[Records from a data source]
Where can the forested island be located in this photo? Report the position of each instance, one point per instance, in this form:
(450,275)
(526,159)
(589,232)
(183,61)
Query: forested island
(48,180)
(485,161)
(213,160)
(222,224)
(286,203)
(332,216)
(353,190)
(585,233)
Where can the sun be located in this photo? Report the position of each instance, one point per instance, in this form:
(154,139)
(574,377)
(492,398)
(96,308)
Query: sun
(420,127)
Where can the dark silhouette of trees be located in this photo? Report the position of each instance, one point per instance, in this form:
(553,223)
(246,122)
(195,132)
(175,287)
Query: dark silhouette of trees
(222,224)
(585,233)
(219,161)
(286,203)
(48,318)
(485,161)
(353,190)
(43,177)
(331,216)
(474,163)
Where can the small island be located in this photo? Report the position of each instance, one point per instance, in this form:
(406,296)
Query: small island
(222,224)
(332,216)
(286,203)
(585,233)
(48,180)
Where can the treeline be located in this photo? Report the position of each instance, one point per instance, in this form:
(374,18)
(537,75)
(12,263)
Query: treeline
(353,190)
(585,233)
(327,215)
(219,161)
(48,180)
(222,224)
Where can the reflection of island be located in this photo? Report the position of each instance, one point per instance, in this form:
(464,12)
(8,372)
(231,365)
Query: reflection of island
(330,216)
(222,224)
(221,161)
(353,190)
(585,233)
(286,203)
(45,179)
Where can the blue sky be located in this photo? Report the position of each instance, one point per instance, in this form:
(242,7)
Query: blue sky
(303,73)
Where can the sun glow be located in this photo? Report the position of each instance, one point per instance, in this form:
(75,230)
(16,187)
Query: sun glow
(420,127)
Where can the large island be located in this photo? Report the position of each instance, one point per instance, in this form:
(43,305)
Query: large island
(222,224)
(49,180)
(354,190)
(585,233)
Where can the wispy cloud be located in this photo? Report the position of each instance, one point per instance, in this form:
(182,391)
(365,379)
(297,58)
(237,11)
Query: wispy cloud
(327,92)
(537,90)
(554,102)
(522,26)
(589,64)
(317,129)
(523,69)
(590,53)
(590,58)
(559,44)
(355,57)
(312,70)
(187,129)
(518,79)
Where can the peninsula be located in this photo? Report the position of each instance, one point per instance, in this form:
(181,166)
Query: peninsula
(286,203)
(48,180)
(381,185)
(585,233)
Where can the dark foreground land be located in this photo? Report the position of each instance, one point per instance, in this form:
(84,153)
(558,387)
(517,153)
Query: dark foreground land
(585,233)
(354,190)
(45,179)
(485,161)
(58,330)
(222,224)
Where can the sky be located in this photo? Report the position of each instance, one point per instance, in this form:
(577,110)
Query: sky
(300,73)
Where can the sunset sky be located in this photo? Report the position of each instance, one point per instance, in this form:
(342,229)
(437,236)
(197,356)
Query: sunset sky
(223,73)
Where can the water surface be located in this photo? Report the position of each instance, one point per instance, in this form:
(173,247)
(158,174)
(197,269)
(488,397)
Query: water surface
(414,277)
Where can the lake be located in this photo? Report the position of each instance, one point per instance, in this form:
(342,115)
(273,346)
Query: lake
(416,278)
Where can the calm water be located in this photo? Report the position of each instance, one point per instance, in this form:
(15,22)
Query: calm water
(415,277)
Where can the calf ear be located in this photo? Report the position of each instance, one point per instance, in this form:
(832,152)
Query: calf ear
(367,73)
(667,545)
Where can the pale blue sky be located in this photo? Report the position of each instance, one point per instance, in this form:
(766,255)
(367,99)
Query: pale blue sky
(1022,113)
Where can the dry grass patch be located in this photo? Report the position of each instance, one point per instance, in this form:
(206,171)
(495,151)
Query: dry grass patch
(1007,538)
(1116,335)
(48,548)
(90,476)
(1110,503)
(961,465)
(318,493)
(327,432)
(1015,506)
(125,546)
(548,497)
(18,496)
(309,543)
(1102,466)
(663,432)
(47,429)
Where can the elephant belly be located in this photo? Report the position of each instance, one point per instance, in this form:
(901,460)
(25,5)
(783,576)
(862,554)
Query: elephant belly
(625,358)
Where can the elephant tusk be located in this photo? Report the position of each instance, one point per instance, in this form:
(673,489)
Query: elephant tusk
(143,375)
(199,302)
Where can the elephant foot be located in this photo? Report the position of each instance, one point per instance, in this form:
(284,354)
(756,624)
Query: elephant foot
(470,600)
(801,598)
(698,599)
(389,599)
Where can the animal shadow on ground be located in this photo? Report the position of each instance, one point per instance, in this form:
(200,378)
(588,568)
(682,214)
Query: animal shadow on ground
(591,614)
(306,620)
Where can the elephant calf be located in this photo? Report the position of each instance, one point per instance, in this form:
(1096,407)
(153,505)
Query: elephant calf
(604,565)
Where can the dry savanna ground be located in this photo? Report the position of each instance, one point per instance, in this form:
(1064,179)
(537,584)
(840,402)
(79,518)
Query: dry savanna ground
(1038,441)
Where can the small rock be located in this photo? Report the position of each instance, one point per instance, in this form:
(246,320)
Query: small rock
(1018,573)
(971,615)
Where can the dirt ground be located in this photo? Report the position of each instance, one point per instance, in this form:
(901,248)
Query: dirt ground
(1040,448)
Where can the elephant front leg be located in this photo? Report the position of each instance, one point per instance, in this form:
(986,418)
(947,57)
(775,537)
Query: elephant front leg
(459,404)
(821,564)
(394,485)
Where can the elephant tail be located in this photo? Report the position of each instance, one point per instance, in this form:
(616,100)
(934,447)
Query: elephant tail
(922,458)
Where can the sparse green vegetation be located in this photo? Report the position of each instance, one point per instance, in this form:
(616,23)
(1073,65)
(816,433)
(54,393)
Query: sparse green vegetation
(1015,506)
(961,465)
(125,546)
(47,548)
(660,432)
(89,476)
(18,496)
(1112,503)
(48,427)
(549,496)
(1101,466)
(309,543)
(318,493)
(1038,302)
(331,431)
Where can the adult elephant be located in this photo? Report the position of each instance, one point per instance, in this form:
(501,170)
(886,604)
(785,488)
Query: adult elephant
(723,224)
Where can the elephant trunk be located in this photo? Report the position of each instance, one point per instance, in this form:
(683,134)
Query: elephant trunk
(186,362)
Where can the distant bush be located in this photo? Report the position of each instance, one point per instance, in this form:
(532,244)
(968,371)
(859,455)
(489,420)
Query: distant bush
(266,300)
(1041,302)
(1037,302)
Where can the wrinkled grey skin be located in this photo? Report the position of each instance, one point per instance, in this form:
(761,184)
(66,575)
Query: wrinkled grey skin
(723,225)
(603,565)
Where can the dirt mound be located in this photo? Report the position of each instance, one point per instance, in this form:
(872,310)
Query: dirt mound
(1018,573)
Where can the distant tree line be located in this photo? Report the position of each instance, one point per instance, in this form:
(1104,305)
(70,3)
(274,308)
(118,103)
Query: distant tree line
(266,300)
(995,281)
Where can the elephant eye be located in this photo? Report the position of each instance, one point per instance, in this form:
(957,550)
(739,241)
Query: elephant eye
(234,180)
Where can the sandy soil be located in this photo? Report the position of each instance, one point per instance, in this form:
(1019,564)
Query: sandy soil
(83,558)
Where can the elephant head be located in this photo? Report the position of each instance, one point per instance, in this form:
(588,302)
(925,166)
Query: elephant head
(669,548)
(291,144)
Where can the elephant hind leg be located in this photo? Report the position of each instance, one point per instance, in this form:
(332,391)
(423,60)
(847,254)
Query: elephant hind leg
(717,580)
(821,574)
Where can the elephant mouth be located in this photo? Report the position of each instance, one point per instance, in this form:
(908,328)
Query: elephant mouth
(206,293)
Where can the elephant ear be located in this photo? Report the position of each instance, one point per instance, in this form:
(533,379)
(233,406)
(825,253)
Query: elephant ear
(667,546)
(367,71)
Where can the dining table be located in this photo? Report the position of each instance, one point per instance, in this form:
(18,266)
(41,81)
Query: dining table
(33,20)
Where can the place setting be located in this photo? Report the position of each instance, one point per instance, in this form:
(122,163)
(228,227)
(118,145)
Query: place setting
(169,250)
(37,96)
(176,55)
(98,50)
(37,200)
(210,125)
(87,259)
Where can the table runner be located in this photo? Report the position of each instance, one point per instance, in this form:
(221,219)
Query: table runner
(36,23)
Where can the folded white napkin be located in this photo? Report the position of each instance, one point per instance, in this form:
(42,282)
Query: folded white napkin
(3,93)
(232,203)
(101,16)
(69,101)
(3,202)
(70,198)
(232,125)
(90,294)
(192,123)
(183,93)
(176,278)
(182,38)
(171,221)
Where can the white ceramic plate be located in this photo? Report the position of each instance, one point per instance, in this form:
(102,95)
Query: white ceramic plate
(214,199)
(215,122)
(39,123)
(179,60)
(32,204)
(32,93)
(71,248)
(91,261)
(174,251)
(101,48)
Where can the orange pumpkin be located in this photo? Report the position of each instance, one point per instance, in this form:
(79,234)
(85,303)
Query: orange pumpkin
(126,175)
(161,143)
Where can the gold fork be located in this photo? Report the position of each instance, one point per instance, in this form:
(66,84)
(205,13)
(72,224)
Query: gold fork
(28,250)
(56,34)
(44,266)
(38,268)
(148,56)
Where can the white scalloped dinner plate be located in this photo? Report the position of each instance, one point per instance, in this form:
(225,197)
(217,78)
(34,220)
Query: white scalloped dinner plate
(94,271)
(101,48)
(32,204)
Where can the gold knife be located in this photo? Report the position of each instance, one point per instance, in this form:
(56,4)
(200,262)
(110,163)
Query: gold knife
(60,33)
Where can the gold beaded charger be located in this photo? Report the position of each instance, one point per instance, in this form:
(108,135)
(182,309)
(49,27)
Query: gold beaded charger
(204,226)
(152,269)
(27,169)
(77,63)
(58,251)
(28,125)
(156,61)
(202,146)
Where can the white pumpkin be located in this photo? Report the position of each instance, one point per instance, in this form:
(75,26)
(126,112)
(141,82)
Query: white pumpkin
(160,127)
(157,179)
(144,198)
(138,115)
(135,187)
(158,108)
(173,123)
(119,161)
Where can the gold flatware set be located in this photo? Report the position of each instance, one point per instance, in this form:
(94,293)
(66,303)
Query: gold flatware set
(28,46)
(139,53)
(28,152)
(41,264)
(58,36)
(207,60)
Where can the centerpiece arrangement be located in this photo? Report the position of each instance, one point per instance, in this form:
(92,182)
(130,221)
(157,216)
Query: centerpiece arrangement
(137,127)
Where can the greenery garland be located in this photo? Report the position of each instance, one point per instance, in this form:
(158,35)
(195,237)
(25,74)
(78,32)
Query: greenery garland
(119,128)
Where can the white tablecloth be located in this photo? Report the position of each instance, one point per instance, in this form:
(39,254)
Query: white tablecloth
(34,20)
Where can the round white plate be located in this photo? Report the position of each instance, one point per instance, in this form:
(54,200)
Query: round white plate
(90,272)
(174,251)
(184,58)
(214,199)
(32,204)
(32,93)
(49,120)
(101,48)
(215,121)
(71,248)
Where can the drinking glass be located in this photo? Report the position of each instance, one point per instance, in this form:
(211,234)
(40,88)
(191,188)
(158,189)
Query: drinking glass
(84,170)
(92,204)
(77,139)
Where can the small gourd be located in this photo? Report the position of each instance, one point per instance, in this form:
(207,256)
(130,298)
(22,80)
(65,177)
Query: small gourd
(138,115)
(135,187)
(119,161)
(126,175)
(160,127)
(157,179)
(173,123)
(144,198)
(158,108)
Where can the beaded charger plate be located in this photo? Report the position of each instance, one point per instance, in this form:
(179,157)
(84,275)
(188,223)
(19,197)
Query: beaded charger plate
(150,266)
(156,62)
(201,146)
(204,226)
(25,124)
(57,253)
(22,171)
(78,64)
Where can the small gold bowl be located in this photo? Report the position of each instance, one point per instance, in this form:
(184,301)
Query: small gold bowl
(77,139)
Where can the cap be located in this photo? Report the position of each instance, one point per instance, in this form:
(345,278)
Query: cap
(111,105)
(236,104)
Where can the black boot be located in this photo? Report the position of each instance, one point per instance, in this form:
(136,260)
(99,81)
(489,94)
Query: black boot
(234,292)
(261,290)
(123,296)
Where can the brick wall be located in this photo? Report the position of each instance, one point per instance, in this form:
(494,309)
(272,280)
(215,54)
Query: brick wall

**WHAT TO DO:**
Output exactly the lines from the one containing "Where can the small gold" through the last line of the entries, both ends included.

**CORRECT RESULT:**
Where can the small gold bowl be located in this photo? Report the position of each instance, one point per instance, in this form:
(184,301)
Query: small gold bowl
(77,139)
Where can the cap be located in this photo? Report the position of each instance, one point per instance, in this form:
(345,278)
Query: cap
(111,105)
(236,104)
Where can the black boot be located in this photo? Report the position of each instance, one point per instance, in this form:
(136,260)
(99,81)
(489,94)
Query: black boot
(234,292)
(261,290)
(123,296)
Where can the brick wall be located in this photo? Report the position of each instance, one point per instance, in this form:
(494,309)
(272,280)
(215,54)
Query: brick wall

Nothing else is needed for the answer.